Instruções do exercício: No diálogo sobre pensamento e inteligência, que palavra Bohm acrescenta à definição de "mecânico" que Krishnamurti dá?

**** Fonte ****

Bohm: Não? Mas parece haver alguma relação no sentido de que se distingue entre um pensamento inteligente e um pensamento não-inteligente.

Krishnamurti: Sim, mas isso requer inteligência: reconhecer o pensamento não-inteligente.

Bohm: Mas quando a inteligência lê o pensamento, qual é a relação?

Krishnamurti: Vamos devagar...

Bohm: E o pensamento responde à inteligência? O pensamento não se modifica?

Krishnamurti: Sejamos simples. O pensamento é tempo. É movimento no tempo. O pensamento é mensurável e funciona no campo do tempo, todo se movendo, modificando, transformando. Está a inteligência dentro do campo do tempo?

Bohm: Bem, vimos que de certa maneira não pode estar. Mas a coisa não está clara. Primeiro de tudo, o pensamento é mecânico.

Krishnamurti: O pensamento é mecânico, isso está claro.

Bohm: Segundo, de certa maneira, há um movimento que é de uma direção diferente.

Krishnamurti: O pensamento é mecânico; sendo mecânico, pode se mover em direções diferentes e tudo o mais. É a inteligência mecânica? Coloquemos dessa forma.

Bohm: Eu gostaria de perguntar o que significa ser mecânico.

Krishnamurti: Está certo: ser repetitivo, mensurável, comparável.

Bohm: Eu diria também dependente.

Krishnamurti: Dependente, sim.

Bohm: A inteligência – coloquemos claramente – não pode ser dependente de condições para sua validade. No entanto, parece que, de certa maneira, ela não opera se o cérebro não estiver saudável.

**** Dados de origem ****

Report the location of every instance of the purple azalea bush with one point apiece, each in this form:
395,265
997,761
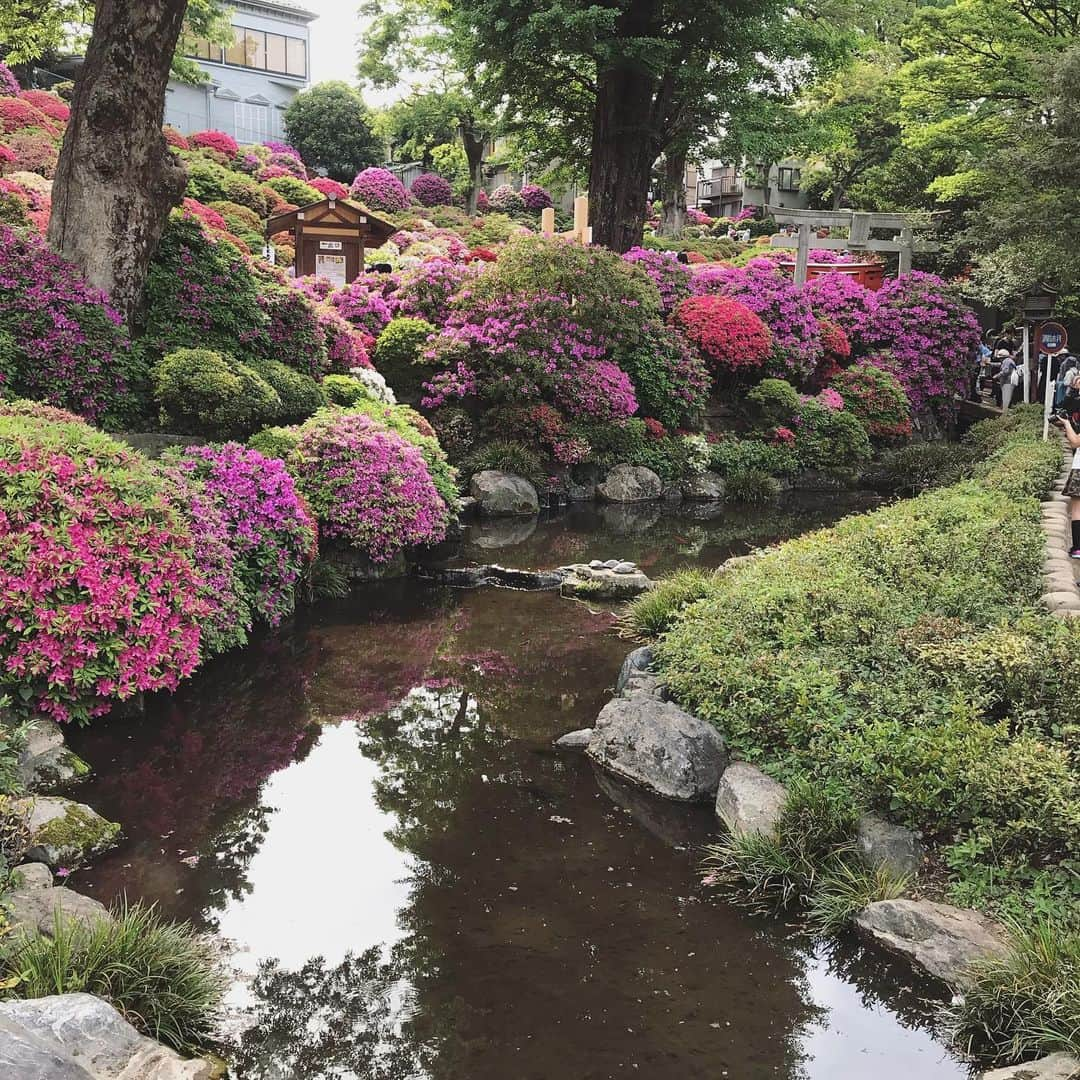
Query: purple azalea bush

****

Resultado: Dependente.